• WHAT YOU NEED TO DO
Extract exactly the range of lines bounded by the line containing "Could you verify if the conical" and the final line of the listing, both ends included, and no other lines.

• SOURCE MATERIAL
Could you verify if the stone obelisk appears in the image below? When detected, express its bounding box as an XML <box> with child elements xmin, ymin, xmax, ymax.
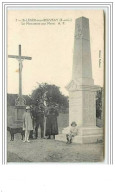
<box><xmin>56</xmin><ymin>17</ymin><xmax>103</xmax><ymax>143</ymax></box>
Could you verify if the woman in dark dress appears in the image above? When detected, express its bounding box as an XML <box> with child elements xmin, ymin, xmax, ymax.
<box><xmin>45</xmin><ymin>106</ymin><xmax>59</xmax><ymax>139</ymax></box>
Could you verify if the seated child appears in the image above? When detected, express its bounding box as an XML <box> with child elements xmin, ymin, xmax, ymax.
<box><xmin>66</xmin><ymin>121</ymin><xmax>78</xmax><ymax>143</ymax></box>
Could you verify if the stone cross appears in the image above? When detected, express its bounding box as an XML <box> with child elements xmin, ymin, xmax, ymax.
<box><xmin>8</xmin><ymin>45</ymin><xmax>32</xmax><ymax>106</ymax></box>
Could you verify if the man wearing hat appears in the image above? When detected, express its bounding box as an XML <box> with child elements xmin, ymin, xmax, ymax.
<box><xmin>35</xmin><ymin>103</ymin><xmax>44</xmax><ymax>139</ymax></box>
<box><xmin>23</xmin><ymin>106</ymin><xmax>33</xmax><ymax>142</ymax></box>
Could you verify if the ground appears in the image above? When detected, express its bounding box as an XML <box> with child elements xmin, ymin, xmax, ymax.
<box><xmin>7</xmin><ymin>114</ymin><xmax>104</xmax><ymax>162</ymax></box>
<box><xmin>7</xmin><ymin>132</ymin><xmax>103</xmax><ymax>162</ymax></box>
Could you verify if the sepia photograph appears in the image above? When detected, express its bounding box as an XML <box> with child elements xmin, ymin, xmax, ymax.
<box><xmin>7</xmin><ymin>8</ymin><xmax>105</xmax><ymax>164</ymax></box>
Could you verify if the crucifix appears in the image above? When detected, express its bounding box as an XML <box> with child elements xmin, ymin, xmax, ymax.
<box><xmin>8</xmin><ymin>45</ymin><xmax>32</xmax><ymax>106</ymax></box>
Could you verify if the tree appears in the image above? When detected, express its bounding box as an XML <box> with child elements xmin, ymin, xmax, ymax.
<box><xmin>31</xmin><ymin>83</ymin><xmax>69</xmax><ymax>109</ymax></box>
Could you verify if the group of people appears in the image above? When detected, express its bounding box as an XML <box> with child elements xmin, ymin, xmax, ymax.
<box><xmin>23</xmin><ymin>104</ymin><xmax>59</xmax><ymax>142</ymax></box>
<box><xmin>23</xmin><ymin>104</ymin><xmax>78</xmax><ymax>144</ymax></box>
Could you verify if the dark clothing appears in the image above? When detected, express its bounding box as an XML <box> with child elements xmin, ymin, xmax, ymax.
<box><xmin>45</xmin><ymin>108</ymin><xmax>59</xmax><ymax>136</ymax></box>
<box><xmin>35</xmin><ymin>107</ymin><xmax>44</xmax><ymax>138</ymax></box>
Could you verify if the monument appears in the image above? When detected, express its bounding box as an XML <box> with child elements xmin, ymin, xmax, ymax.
<box><xmin>8</xmin><ymin>45</ymin><xmax>32</xmax><ymax>122</ymax></box>
<box><xmin>56</xmin><ymin>17</ymin><xmax>103</xmax><ymax>143</ymax></box>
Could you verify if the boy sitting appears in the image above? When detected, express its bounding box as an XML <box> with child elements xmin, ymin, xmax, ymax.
<box><xmin>66</xmin><ymin>121</ymin><xmax>78</xmax><ymax>144</ymax></box>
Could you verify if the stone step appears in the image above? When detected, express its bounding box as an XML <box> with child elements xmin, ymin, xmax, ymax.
<box><xmin>55</xmin><ymin>134</ymin><xmax>103</xmax><ymax>144</ymax></box>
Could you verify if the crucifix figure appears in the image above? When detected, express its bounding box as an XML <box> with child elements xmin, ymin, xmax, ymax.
<box><xmin>8</xmin><ymin>45</ymin><xmax>32</xmax><ymax>106</ymax></box>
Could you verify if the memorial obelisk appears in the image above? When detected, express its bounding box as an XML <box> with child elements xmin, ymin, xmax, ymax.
<box><xmin>56</xmin><ymin>17</ymin><xmax>103</xmax><ymax>143</ymax></box>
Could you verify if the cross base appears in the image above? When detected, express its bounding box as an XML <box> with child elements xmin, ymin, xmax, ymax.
<box><xmin>15</xmin><ymin>96</ymin><xmax>26</xmax><ymax>106</ymax></box>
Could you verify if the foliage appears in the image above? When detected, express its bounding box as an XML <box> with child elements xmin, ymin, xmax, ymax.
<box><xmin>7</xmin><ymin>94</ymin><xmax>32</xmax><ymax>106</ymax></box>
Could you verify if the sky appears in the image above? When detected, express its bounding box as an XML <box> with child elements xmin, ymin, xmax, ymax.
<box><xmin>7</xmin><ymin>9</ymin><xmax>104</xmax><ymax>95</ymax></box>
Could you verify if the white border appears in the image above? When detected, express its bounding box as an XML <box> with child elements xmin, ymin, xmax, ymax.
<box><xmin>2</xmin><ymin>2</ymin><xmax>113</xmax><ymax>164</ymax></box>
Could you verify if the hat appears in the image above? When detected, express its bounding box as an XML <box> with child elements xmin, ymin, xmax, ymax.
<box><xmin>26</xmin><ymin>106</ymin><xmax>30</xmax><ymax>110</ymax></box>
<box><xmin>71</xmin><ymin>121</ymin><xmax>77</xmax><ymax>126</ymax></box>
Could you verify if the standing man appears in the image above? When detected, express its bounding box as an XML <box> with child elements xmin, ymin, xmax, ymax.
<box><xmin>45</xmin><ymin>104</ymin><xmax>59</xmax><ymax>139</ymax></box>
<box><xmin>35</xmin><ymin>103</ymin><xmax>44</xmax><ymax>139</ymax></box>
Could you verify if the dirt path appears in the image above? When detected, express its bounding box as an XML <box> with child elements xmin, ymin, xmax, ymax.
<box><xmin>7</xmin><ymin>133</ymin><xmax>103</xmax><ymax>162</ymax></box>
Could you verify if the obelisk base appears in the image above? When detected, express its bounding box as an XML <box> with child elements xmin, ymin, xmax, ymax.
<box><xmin>55</xmin><ymin>126</ymin><xmax>103</xmax><ymax>144</ymax></box>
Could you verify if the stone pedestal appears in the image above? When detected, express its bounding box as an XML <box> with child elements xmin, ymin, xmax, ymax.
<box><xmin>56</xmin><ymin>17</ymin><xmax>103</xmax><ymax>143</ymax></box>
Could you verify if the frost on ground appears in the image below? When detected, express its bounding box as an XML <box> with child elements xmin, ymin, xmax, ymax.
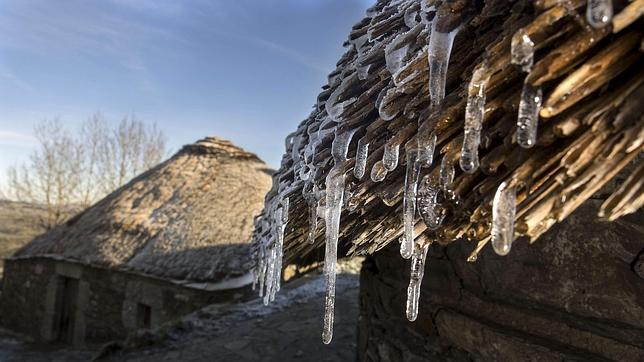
<box><xmin>103</xmin><ymin>262</ymin><xmax>359</xmax><ymax>361</ymax></box>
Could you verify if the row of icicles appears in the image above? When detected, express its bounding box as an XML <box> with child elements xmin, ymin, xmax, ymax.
<box><xmin>253</xmin><ymin>0</ymin><xmax>613</xmax><ymax>344</ymax></box>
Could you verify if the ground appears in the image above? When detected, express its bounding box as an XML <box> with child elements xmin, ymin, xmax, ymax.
<box><xmin>0</xmin><ymin>268</ymin><xmax>359</xmax><ymax>361</ymax></box>
<box><xmin>0</xmin><ymin>200</ymin><xmax>46</xmax><ymax>277</ymax></box>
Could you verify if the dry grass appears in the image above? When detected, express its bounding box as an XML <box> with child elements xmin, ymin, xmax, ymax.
<box><xmin>0</xmin><ymin>200</ymin><xmax>46</xmax><ymax>275</ymax></box>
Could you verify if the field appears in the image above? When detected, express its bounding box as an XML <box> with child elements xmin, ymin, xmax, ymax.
<box><xmin>0</xmin><ymin>200</ymin><xmax>45</xmax><ymax>275</ymax></box>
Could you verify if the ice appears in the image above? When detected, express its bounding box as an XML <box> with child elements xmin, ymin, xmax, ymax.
<box><xmin>492</xmin><ymin>182</ymin><xmax>516</xmax><ymax>255</ymax></box>
<box><xmin>322</xmin><ymin>130</ymin><xmax>355</xmax><ymax>344</ymax></box>
<box><xmin>404</xmin><ymin>8</ymin><xmax>418</xmax><ymax>29</ymax></box>
<box><xmin>427</xmin><ymin>21</ymin><xmax>459</xmax><ymax>108</ymax></box>
<box><xmin>417</xmin><ymin>124</ymin><xmax>437</xmax><ymax>168</ymax></box>
<box><xmin>418</xmin><ymin>174</ymin><xmax>445</xmax><ymax>230</ymax></box>
<box><xmin>586</xmin><ymin>0</ymin><xmax>613</xmax><ymax>28</ymax></box>
<box><xmin>382</xmin><ymin>143</ymin><xmax>400</xmax><ymax>171</ymax></box>
<box><xmin>302</xmin><ymin>180</ymin><xmax>320</xmax><ymax>244</ymax></box>
<box><xmin>400</xmin><ymin>148</ymin><xmax>420</xmax><ymax>259</ymax></box>
<box><xmin>406</xmin><ymin>244</ymin><xmax>429</xmax><ymax>322</ymax></box>
<box><xmin>353</xmin><ymin>137</ymin><xmax>369</xmax><ymax>180</ymax></box>
<box><xmin>511</xmin><ymin>29</ymin><xmax>534</xmax><ymax>72</ymax></box>
<box><xmin>439</xmin><ymin>155</ymin><xmax>456</xmax><ymax>190</ymax></box>
<box><xmin>385</xmin><ymin>42</ymin><xmax>409</xmax><ymax>75</ymax></box>
<box><xmin>459</xmin><ymin>62</ymin><xmax>490</xmax><ymax>173</ymax></box>
<box><xmin>356</xmin><ymin>64</ymin><xmax>371</xmax><ymax>80</ymax></box>
<box><xmin>517</xmin><ymin>81</ymin><xmax>542</xmax><ymax>148</ymax></box>
<box><xmin>371</xmin><ymin>161</ymin><xmax>387</xmax><ymax>182</ymax></box>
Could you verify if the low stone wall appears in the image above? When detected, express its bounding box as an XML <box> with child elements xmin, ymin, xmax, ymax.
<box><xmin>358</xmin><ymin>201</ymin><xmax>644</xmax><ymax>361</ymax></box>
<box><xmin>0</xmin><ymin>258</ymin><xmax>250</xmax><ymax>344</ymax></box>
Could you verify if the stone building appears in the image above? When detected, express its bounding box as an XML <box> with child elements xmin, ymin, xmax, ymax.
<box><xmin>0</xmin><ymin>138</ymin><xmax>272</xmax><ymax>344</ymax></box>
<box><xmin>253</xmin><ymin>0</ymin><xmax>644</xmax><ymax>361</ymax></box>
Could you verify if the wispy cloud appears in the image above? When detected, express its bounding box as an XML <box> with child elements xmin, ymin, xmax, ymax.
<box><xmin>0</xmin><ymin>130</ymin><xmax>38</xmax><ymax>147</ymax></box>
<box><xmin>0</xmin><ymin>69</ymin><xmax>34</xmax><ymax>92</ymax></box>
<box><xmin>240</xmin><ymin>36</ymin><xmax>330</xmax><ymax>74</ymax></box>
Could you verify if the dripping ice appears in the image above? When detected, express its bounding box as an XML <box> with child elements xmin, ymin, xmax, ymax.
<box><xmin>459</xmin><ymin>62</ymin><xmax>490</xmax><ymax>173</ymax></box>
<box><xmin>517</xmin><ymin>81</ymin><xmax>542</xmax><ymax>148</ymax></box>
<box><xmin>382</xmin><ymin>143</ymin><xmax>400</xmax><ymax>171</ymax></box>
<box><xmin>353</xmin><ymin>138</ymin><xmax>369</xmax><ymax>180</ymax></box>
<box><xmin>492</xmin><ymin>182</ymin><xmax>516</xmax><ymax>255</ymax></box>
<box><xmin>406</xmin><ymin>245</ymin><xmax>429</xmax><ymax>322</ymax></box>
<box><xmin>511</xmin><ymin>29</ymin><xmax>542</xmax><ymax>148</ymax></box>
<box><xmin>586</xmin><ymin>0</ymin><xmax>613</xmax><ymax>28</ymax></box>
<box><xmin>511</xmin><ymin>29</ymin><xmax>534</xmax><ymax>72</ymax></box>
<box><xmin>427</xmin><ymin>21</ymin><xmax>459</xmax><ymax>107</ymax></box>
<box><xmin>322</xmin><ymin>130</ymin><xmax>355</xmax><ymax>344</ymax></box>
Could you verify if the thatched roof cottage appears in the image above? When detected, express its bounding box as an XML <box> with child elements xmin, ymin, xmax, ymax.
<box><xmin>0</xmin><ymin>138</ymin><xmax>272</xmax><ymax>343</ymax></box>
<box><xmin>254</xmin><ymin>0</ymin><xmax>644</xmax><ymax>360</ymax></box>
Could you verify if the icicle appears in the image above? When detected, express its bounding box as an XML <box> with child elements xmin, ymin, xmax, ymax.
<box><xmin>439</xmin><ymin>154</ymin><xmax>455</xmax><ymax>191</ymax></box>
<box><xmin>400</xmin><ymin>148</ymin><xmax>420</xmax><ymax>259</ymax></box>
<box><xmin>586</xmin><ymin>0</ymin><xmax>613</xmax><ymax>29</ymax></box>
<box><xmin>264</xmin><ymin>248</ymin><xmax>276</xmax><ymax>305</ymax></box>
<box><xmin>356</xmin><ymin>64</ymin><xmax>371</xmax><ymax>80</ymax></box>
<box><xmin>353</xmin><ymin>137</ymin><xmax>369</xmax><ymax>180</ymax></box>
<box><xmin>417</xmin><ymin>122</ymin><xmax>437</xmax><ymax>168</ymax></box>
<box><xmin>517</xmin><ymin>81</ymin><xmax>542</xmax><ymax>148</ymax></box>
<box><xmin>322</xmin><ymin>130</ymin><xmax>355</xmax><ymax>344</ymax></box>
<box><xmin>404</xmin><ymin>8</ymin><xmax>418</xmax><ymax>29</ymax></box>
<box><xmin>418</xmin><ymin>174</ymin><xmax>445</xmax><ymax>230</ymax></box>
<box><xmin>492</xmin><ymin>182</ymin><xmax>516</xmax><ymax>255</ymax></box>
<box><xmin>371</xmin><ymin>161</ymin><xmax>387</xmax><ymax>182</ymax></box>
<box><xmin>406</xmin><ymin>244</ymin><xmax>429</xmax><ymax>322</ymax></box>
<box><xmin>382</xmin><ymin>143</ymin><xmax>400</xmax><ymax>171</ymax></box>
<box><xmin>511</xmin><ymin>29</ymin><xmax>534</xmax><ymax>72</ymax></box>
<box><xmin>459</xmin><ymin>62</ymin><xmax>490</xmax><ymax>173</ymax></box>
<box><xmin>427</xmin><ymin>20</ymin><xmax>459</xmax><ymax>108</ymax></box>
<box><xmin>302</xmin><ymin>181</ymin><xmax>320</xmax><ymax>244</ymax></box>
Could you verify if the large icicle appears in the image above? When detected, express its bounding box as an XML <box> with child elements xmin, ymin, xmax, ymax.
<box><xmin>406</xmin><ymin>244</ymin><xmax>429</xmax><ymax>322</ymax></box>
<box><xmin>517</xmin><ymin>81</ymin><xmax>542</xmax><ymax>148</ymax></box>
<box><xmin>418</xmin><ymin>174</ymin><xmax>445</xmax><ymax>230</ymax></box>
<box><xmin>400</xmin><ymin>148</ymin><xmax>420</xmax><ymax>259</ymax></box>
<box><xmin>371</xmin><ymin>161</ymin><xmax>387</xmax><ymax>182</ymax></box>
<box><xmin>511</xmin><ymin>29</ymin><xmax>534</xmax><ymax>72</ymax></box>
<box><xmin>492</xmin><ymin>181</ymin><xmax>516</xmax><ymax>255</ymax></box>
<box><xmin>427</xmin><ymin>20</ymin><xmax>459</xmax><ymax>107</ymax></box>
<box><xmin>459</xmin><ymin>62</ymin><xmax>490</xmax><ymax>173</ymax></box>
<box><xmin>586</xmin><ymin>0</ymin><xmax>613</xmax><ymax>28</ymax></box>
<box><xmin>322</xmin><ymin>130</ymin><xmax>355</xmax><ymax>344</ymax></box>
<box><xmin>353</xmin><ymin>137</ymin><xmax>369</xmax><ymax>180</ymax></box>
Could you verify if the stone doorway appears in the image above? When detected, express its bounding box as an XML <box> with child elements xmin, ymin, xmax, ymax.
<box><xmin>53</xmin><ymin>276</ymin><xmax>79</xmax><ymax>344</ymax></box>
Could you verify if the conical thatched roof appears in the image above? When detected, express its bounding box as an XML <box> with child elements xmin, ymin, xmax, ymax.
<box><xmin>255</xmin><ymin>0</ymin><xmax>644</xmax><ymax>342</ymax></box>
<box><xmin>15</xmin><ymin>138</ymin><xmax>272</xmax><ymax>281</ymax></box>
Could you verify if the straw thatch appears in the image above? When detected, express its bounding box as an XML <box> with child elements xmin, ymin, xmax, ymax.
<box><xmin>256</xmin><ymin>0</ymin><xmax>644</xmax><ymax>263</ymax></box>
<box><xmin>15</xmin><ymin>138</ymin><xmax>272</xmax><ymax>281</ymax></box>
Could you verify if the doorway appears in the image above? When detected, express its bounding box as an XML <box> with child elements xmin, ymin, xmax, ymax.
<box><xmin>54</xmin><ymin>276</ymin><xmax>79</xmax><ymax>344</ymax></box>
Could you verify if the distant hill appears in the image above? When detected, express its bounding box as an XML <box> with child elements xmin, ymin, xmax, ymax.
<box><xmin>0</xmin><ymin>200</ymin><xmax>45</xmax><ymax>275</ymax></box>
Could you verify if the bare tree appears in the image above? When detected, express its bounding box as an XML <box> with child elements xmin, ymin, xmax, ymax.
<box><xmin>6</xmin><ymin>113</ymin><xmax>166</xmax><ymax>228</ymax></box>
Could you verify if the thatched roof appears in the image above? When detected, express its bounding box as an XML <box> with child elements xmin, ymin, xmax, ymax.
<box><xmin>255</xmin><ymin>0</ymin><xmax>644</xmax><ymax>342</ymax></box>
<box><xmin>15</xmin><ymin>138</ymin><xmax>272</xmax><ymax>282</ymax></box>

• WORKED SOLUTION
Could you verify if the conical thatched roof appears in the image above? When detected, express its bounding box as an XML <box> with child elements xmin, ymin, xmax, ymax.
<box><xmin>255</xmin><ymin>0</ymin><xmax>644</xmax><ymax>342</ymax></box>
<box><xmin>15</xmin><ymin>138</ymin><xmax>272</xmax><ymax>281</ymax></box>
Could you verify if the straw thatch appears in the image above? When detected, express its bounding box as an XML <box> with child elements xmin, ymin, xmax, ymax.
<box><xmin>256</xmin><ymin>0</ymin><xmax>644</xmax><ymax>263</ymax></box>
<box><xmin>15</xmin><ymin>138</ymin><xmax>272</xmax><ymax>281</ymax></box>
Could you verify if the doorway appears in the image above? When detected, express its bounding box as an XML <box> with child elements xmin, ymin, xmax, ymax.
<box><xmin>54</xmin><ymin>276</ymin><xmax>79</xmax><ymax>344</ymax></box>
Could you verify if the distant hill appears in the image above? When detected, express its bounding box as an XML <box> with child elements xmin, ymin, xmax, ymax.
<box><xmin>0</xmin><ymin>200</ymin><xmax>45</xmax><ymax>275</ymax></box>
Could you verify if the bare tree appears in the image above? When detected, express its bounding box as an XML <box> with child elements xmin, ymin, xmax, ymax.
<box><xmin>6</xmin><ymin>113</ymin><xmax>166</xmax><ymax>228</ymax></box>
Could you verify if the thatched roof appears in the image above? When detected, express its bounding box as an XML <box> with child elements xmin, ymin, xmax, ymax.
<box><xmin>255</xmin><ymin>0</ymin><xmax>644</xmax><ymax>342</ymax></box>
<box><xmin>15</xmin><ymin>138</ymin><xmax>272</xmax><ymax>282</ymax></box>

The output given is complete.